Challenge → Copy the rows below, replacing every occurrence of "wooden railing" with "metal railing" and leaving everything else unchanged.

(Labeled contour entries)
◆ ◆ ◆

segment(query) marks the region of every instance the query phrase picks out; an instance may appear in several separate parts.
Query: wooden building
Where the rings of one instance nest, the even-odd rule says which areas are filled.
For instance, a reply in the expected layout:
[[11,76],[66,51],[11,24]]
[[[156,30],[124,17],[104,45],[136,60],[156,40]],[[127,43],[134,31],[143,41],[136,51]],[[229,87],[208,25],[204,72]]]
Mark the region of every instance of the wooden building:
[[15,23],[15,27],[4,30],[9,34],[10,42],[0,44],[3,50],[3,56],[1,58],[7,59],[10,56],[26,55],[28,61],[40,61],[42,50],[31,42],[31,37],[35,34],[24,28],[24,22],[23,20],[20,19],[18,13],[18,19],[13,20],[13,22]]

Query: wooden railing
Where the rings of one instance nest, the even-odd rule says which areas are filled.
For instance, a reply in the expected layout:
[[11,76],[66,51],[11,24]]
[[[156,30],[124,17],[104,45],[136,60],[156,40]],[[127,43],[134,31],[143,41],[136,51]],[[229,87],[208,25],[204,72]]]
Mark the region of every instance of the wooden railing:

◆ ◆ ◆

Exercise response →
segment(query) marks the region of every instance the query phrase picks out; an instance may appear in several separate parts.
Query: wooden building
Where the rings of one instance nest, the even-odd rule says which areas are filled.
For instance, a reply in the expected layout:
[[11,76],[66,51],[11,24]]
[[[156,30],[124,17],[104,45],[136,60],[156,40]],[[127,43],[134,31],[143,41],[136,51]],[[229,87],[208,25],[204,72]]]
Mark the region of every instance of the wooden building:
[[15,23],[15,27],[4,30],[9,34],[10,42],[0,44],[3,50],[3,56],[1,58],[7,59],[10,56],[26,55],[28,61],[40,61],[42,50],[31,42],[31,37],[35,34],[24,28],[24,22],[23,20],[20,19],[18,13],[18,19],[13,20],[13,22]]

Query: metal railing
Where the rings of one instance nest, the even-odd rule says which areas are filled.
For instance, a reply in the expected layout:
[[11,76],[66,51],[11,24]]
[[[156,30],[124,17],[104,45],[136,60],[156,40]],[[127,43],[134,31],[143,41],[136,51]],[[229,87],[208,25],[204,72]]]
Mark the region of every instance of the metal railing:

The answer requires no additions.